— START Data supplied —

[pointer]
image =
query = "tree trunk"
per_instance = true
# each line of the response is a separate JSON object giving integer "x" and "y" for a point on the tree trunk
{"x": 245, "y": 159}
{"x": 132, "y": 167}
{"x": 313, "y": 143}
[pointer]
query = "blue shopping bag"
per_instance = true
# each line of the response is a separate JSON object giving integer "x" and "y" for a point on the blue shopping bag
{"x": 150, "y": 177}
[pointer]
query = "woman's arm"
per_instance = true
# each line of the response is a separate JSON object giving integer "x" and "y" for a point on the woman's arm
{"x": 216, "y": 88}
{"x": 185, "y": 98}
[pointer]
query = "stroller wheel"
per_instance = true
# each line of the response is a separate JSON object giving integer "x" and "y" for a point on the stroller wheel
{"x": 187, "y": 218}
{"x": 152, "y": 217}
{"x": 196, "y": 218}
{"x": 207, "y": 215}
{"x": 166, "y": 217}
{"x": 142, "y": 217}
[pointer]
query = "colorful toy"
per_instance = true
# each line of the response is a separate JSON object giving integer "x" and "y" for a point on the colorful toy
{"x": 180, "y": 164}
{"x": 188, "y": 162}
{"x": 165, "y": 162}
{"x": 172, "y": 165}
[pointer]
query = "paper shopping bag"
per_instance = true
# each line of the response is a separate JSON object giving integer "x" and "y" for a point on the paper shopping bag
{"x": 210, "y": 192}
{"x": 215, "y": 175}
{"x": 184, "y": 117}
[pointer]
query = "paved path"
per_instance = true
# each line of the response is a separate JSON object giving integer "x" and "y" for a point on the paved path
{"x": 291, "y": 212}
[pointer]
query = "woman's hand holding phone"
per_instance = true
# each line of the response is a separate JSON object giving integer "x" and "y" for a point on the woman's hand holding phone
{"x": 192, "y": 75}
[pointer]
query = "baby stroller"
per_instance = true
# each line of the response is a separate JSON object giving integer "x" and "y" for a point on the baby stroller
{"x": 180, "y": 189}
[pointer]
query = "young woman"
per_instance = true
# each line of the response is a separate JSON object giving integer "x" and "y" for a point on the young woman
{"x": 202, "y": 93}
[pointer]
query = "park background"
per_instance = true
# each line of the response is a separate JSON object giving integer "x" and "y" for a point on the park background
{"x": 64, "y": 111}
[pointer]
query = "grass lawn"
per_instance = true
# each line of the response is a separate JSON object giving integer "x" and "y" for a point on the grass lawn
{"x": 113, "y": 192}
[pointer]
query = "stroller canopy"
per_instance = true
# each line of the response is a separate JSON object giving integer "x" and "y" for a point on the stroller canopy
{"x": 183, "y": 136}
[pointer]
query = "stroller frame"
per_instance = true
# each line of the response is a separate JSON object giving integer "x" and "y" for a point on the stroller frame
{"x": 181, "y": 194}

— END Data supplied —

*Task instructions:* Reproduce the entries above in full by retyping them exactly.

*Completed task:*
[pointer]
image =
query = "tree trunk"
per_instance = true
# each line of the response is a separate JSON object giving integer "x" and "y" for a point on the tree trunk
{"x": 245, "y": 159}
{"x": 132, "y": 167}
{"x": 313, "y": 143}
[pointer]
query = "blue shopping bag"
per_instance = true
# each line of the response is a separate JSON object giving integer "x" and "y" for a point on the blue shopping bag
{"x": 150, "y": 177}
[pointer]
query = "woman's arm"
per_instance = true
# each line of the response is a separate JSON object giving integer "x" and "y" for a point on the woman's arm
{"x": 216, "y": 88}
{"x": 185, "y": 98}
[pointer]
query = "stroller wheel"
per_instance = true
# each line of the response is a separate JSON object giving integer "x" and "y" for a point on the stroller wheel
{"x": 187, "y": 218}
{"x": 152, "y": 217}
{"x": 196, "y": 218}
{"x": 207, "y": 215}
{"x": 166, "y": 217}
{"x": 142, "y": 217}
[pointer]
query = "colorful toy"
per_instance = true
# each line of the response is a separate JSON object giving integer "x" and "y" for a point on the colorful toy
{"x": 180, "y": 164}
{"x": 188, "y": 162}
{"x": 165, "y": 162}
{"x": 172, "y": 165}
[pointer]
query = "paper shopping bag"
per_instance = true
# each line of the response is a separate JSON object giving integer "x" and "y" for a point on the paper shopping bag
{"x": 210, "y": 192}
{"x": 215, "y": 175}
{"x": 184, "y": 117}
[pointer]
query = "paved path"
per_instance = true
# each line of the response is a separate JSON object giving integer "x" and "y" for a point on the paved path
{"x": 291, "y": 212}
[pointer]
query = "woman's hand holding phone"
per_instance = true
# each line of the response is a separate JSON object giving integer "x" and "y" for a point on the woman's hand holding phone
{"x": 192, "y": 75}
[pointer]
query = "baby stroller"
per_instance = true
# each line of the response is a separate JSON object giving integer "x" and "y" for a point on the baby stroller
{"x": 180, "y": 189}
[pointer]
query = "young woman"
per_instance = true
# each line of the response is a separate JSON object giving integer "x" and "y" for a point on the young woman
{"x": 202, "y": 93}
[pointer]
query = "park background"
per_instance = true
# each line of the response is a separate JSON object giving integer "x" and "y" for a point on the park background
{"x": 64, "y": 111}
[pointer]
query = "grass lawn"
per_instance = true
# each line of the response is a separate JSON object giving integer "x" and "y" for a point on the grass lawn
{"x": 113, "y": 192}
[pointer]
query = "stroller canopy"
per_instance = true
# each line of the response is a separate JSON object giving integer "x" and "y" for a point on the stroller canopy
{"x": 183, "y": 136}
[pointer]
query = "stroller frame"
per_instance = true
# each line of the response is a separate JSON object giving integer "x" and "y" for a point on the stroller frame
{"x": 181, "y": 194}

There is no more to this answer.